◆ WHAT TO WORK ON
Transcribe every one of the rows below word for word, keeping each line as it appears. Omit the pictures from your transcription.

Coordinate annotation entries
+ + + +

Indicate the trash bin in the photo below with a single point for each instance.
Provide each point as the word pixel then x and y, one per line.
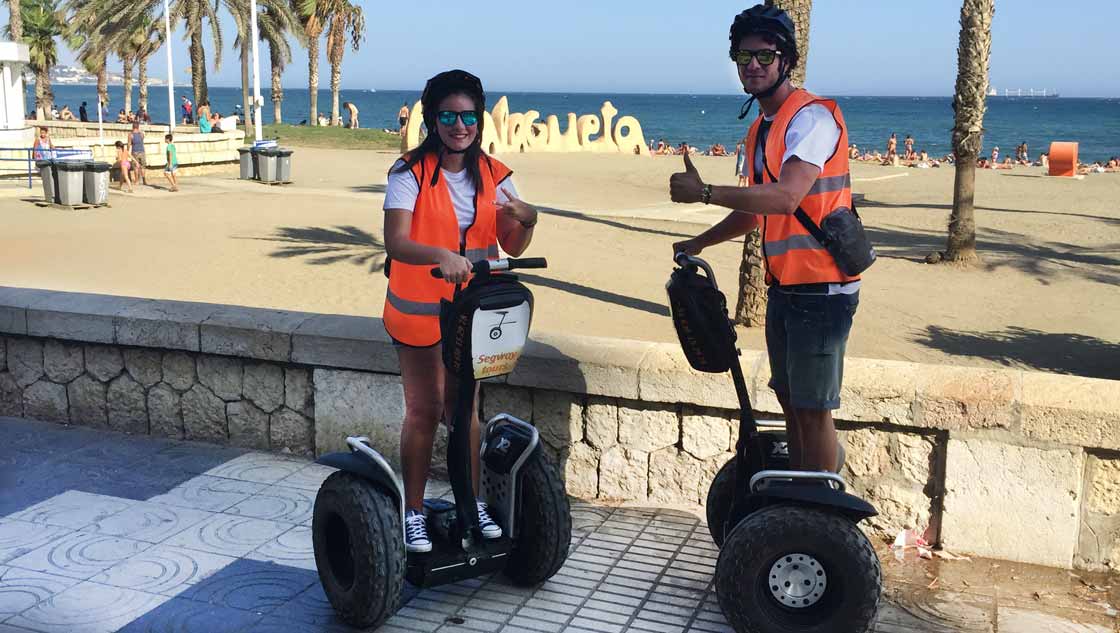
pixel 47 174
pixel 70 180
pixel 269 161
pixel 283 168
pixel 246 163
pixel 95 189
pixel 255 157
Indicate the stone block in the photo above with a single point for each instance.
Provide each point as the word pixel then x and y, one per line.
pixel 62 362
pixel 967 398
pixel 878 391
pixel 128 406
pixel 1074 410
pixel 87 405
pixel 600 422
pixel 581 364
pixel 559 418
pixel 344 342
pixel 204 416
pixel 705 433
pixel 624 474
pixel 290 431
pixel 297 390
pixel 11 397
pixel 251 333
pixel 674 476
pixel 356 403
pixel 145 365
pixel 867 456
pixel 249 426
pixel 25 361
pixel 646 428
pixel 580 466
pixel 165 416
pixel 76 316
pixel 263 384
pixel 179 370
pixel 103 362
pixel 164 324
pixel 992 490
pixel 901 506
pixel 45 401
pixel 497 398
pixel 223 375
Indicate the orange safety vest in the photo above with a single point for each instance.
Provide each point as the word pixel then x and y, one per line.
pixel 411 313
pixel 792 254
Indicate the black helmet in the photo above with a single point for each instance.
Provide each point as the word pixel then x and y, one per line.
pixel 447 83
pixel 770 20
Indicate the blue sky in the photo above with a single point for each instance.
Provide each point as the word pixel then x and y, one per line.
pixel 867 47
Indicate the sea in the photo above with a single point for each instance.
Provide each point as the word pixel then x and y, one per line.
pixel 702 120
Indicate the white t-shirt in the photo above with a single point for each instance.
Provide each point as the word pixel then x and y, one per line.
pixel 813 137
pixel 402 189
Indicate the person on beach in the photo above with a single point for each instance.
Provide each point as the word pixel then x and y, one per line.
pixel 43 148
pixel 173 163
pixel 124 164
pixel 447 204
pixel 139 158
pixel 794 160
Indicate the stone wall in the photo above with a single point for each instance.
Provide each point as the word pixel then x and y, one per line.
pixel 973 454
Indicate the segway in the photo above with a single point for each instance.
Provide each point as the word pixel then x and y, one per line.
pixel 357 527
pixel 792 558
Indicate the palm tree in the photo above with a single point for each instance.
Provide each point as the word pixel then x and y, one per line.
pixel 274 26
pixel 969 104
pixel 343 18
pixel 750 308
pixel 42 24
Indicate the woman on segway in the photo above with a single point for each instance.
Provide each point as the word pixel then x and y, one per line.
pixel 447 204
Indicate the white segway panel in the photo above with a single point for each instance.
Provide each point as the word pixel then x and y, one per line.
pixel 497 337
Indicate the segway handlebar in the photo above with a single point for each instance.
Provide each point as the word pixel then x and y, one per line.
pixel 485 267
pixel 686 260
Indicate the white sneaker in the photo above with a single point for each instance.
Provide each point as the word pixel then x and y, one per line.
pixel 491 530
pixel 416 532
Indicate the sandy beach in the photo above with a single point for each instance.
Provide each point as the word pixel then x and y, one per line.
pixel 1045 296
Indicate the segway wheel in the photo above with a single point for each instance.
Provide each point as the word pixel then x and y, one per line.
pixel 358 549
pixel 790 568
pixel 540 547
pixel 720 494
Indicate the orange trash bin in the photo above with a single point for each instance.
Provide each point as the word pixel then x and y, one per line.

+ + + +

◆ EXERCISE RESPONSE
Indicate the trash bin in the photo below with a single point for each instance.
Provide each point as the word pixel then x and y, one per line.
pixel 47 174
pixel 70 180
pixel 269 161
pixel 283 168
pixel 246 163
pixel 95 189
pixel 255 157
Indicate the stone block in the photo above with a single point for each instance.
Provide each point as the word pixel then x and y, one per line.
pixel 62 362
pixel 967 398
pixel 878 391
pixel 128 406
pixel 1074 410
pixel 87 405
pixel 600 422
pixel 581 364
pixel 559 418
pixel 344 342
pixel 204 416
pixel 705 433
pixel 624 474
pixel 290 431
pixel 297 390
pixel 11 397
pixel 251 333
pixel 674 476
pixel 356 403
pixel 145 365
pixel 867 456
pixel 249 426
pixel 25 361
pixel 646 428
pixel 580 466
pixel 165 416
pixel 76 316
pixel 263 384
pixel 179 370
pixel 103 362
pixel 164 324
pixel 992 490
pixel 901 506
pixel 45 401
pixel 497 398
pixel 223 375
Indicate the orange safety vest in the photo above with a single point for each instance.
Provide each point as the word pixel then x and y, one per line.
pixel 411 313
pixel 792 254
Indicate the black helmet in the photo above with a single point for each instance.
Provide each point as the word pixel then x and y, one per line.
pixel 447 83
pixel 770 20
Indicate the blue sky in the photo above with a single point for each instance.
Provide each point as the word pixel then x and y, one per line.
pixel 867 47
Indicate the sea in the photo above with a single point for each instance.
Provide each point as the word pixel then x and y, one per line.
pixel 702 120
Indicate the white t-shirt in the photo above with a single point for each instance.
Provide each point as the word pixel then x and y, one per line.
pixel 813 137
pixel 402 189
Indicate the person on beach in the photo above with a single point for each instance.
Provide each point as the word pixel then x and y, one per line.
pixel 43 148
pixel 173 163
pixel 124 164
pixel 447 204
pixel 139 158
pixel 794 160
Indicate the stone wall in the photo above with a single point for each instance.
Provide each point as the word pixel then x and y, one per line.
pixel 973 454
Indicate the segway in the photo above with a single point for each instance.
Provide each point as the word pixel then x and y, one per line.
pixel 357 527
pixel 792 558
Indicate the palm tree in the photo above with a single point for each instance.
Provide each point as the word pixel then x and y, one per line.
pixel 274 26
pixel 969 104
pixel 343 18
pixel 750 308
pixel 42 24
Indicate the woman on segway in the photo above with a single point for each instance.
Provide each point as the word pixel then x and y, one per line.
pixel 447 204
Indicate the white segway panel in the photo above with a single point for each instance.
Provide each point as the word pixel then x and y, one per line.
pixel 497 337
Indicate the segway handlebar in the photo above with a single point for each instance.
Provide each point as the word pixel then x and y, one per line.
pixel 485 267
pixel 686 260
Indicate the white sneaker in the photo above with a single point for each instance.
Provide each point as the word pixel then x and y, one per line.
pixel 491 530
pixel 416 532
Indicate the sandy beach in the photo above with a single point for each instance.
Provide each point as the word pixel then x and y, one per line.
pixel 1045 296
Indicate the segway wheel in the photo above with a single point for each instance.
Provide each point as the word pixel then x and y, one per line.
pixel 358 549
pixel 790 568
pixel 540 547
pixel 720 494
Indicate the orange trash bin in the photo above with a single point for each instance.
Provide each point as the word pixel then x and y, one per line.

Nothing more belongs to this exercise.